■ **TEXT BLOCK**:
◇ ◇ ◇ ◇ ◇

Named for Rev. William J. Devlin, SJ, 15th president of Boston College, Devlin Hall is one of four buildings comprising the "Quad" in the Middle Campus.

Born in New York City in 1875, William Devlin spent most of his youth attending schools in Europe and vacationing in Ireland. He planned to enter the Society of Jesus in England, but when his father died, he returned to America. He was accepted into the Maryland Province for his studies in 1893. Before his ordination, he taught at Boston College for four years, and he continued as a member of the faculty after his ordination in 1908. In 1914 he was named Dean, the position he held when he was named President in 1919.

Seeing the need for a new classroom building for the sciences, Father Devlin launched a major fund drive during spring 1921. Ground was broken for the new Gothic structure in June 1921, and the first classes in chemistry, physics, and biology were held in Devlin Hall 1924. The building served for many years as the center for scientific research at Boston College.

As the various fields of the sciences grew more numerous, however, and as the need for research laboratories became more pressing, a second science building was considered necessary. The construction of Higgins Hall in 1966, followed by the movement of the Chemistry Department to a new building, provided much more space. After extensive renovations, Devlin Hall was re-opened in 1993 and became the site of an elegant art gallery, the McMullen Museum of Art, formally dedicated in 1996. Devlin Hall is also the location of the Undergraduate Admission office.

◇ ◇ ◇ ◇ ◇

■ **INFORMATION**:
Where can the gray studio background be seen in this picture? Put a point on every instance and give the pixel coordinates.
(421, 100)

◇ ◇ ◇ ◇ ◇

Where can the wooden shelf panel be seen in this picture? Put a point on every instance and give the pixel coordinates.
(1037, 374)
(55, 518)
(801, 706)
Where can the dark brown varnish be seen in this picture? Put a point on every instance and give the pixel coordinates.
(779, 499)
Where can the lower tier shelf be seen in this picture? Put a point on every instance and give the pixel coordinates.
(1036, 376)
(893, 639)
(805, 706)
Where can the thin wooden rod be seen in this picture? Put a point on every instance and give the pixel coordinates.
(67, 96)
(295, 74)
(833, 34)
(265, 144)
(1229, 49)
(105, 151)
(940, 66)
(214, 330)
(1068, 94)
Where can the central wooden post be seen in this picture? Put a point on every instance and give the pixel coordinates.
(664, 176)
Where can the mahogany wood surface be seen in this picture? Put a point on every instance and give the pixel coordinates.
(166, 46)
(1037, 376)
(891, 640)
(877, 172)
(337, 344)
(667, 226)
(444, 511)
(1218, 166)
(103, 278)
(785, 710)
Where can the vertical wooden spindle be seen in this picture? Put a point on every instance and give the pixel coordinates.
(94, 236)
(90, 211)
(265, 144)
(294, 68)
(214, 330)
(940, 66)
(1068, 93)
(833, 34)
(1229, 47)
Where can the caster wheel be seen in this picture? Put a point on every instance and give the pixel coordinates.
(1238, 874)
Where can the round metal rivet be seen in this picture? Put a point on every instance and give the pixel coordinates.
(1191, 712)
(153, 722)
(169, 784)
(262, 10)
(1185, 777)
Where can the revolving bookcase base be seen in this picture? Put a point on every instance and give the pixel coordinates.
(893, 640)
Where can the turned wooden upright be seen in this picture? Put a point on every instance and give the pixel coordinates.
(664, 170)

◇ ◇ ◇ ◇ ◇

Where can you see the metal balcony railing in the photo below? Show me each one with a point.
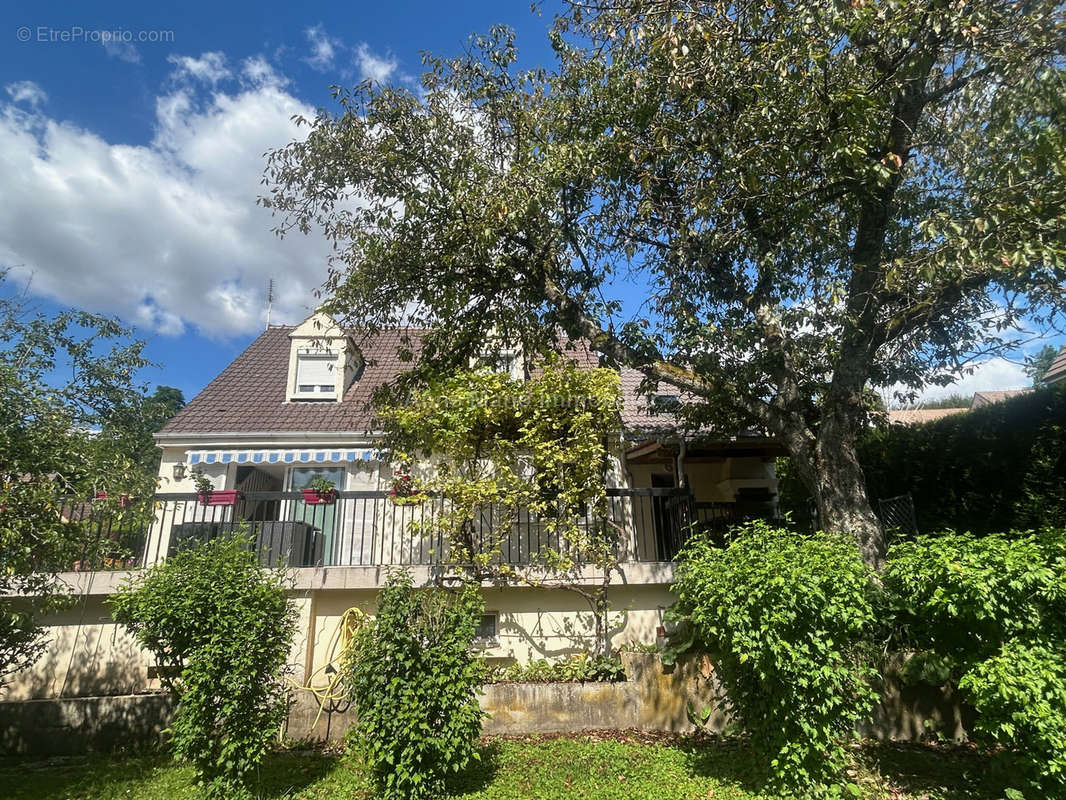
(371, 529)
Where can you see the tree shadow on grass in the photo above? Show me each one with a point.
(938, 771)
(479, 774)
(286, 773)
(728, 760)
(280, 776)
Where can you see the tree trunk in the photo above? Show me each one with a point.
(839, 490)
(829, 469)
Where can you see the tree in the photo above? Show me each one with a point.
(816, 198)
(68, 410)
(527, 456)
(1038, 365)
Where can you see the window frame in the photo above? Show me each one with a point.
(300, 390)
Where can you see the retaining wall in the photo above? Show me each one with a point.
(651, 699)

◇ ◇ ◇ ◇ ◇

■ **TASK PROMPT**:
Summarize the text about Devlin Hall in two sentences. Rely only on the text about Devlin Hall.

■ **ANSWER TO THIS EXERCISE**:
Devlin Hall, one of four buildings forming the Quad on Boston College's Middle Campus, is named for Rev. William J. Devlin, SJ, the college's 15th president, who launched a fund drive in 1921 for a new science classroom building. The Gothic building held its first chemistry, physics, and biology classes in 1924 and served for many years as the center for scientific research at Boston College; after extensive renovations it re-opened in 1993 as the site of the McMullen Museum of Art, and it also houses the Undergraduate Admission office.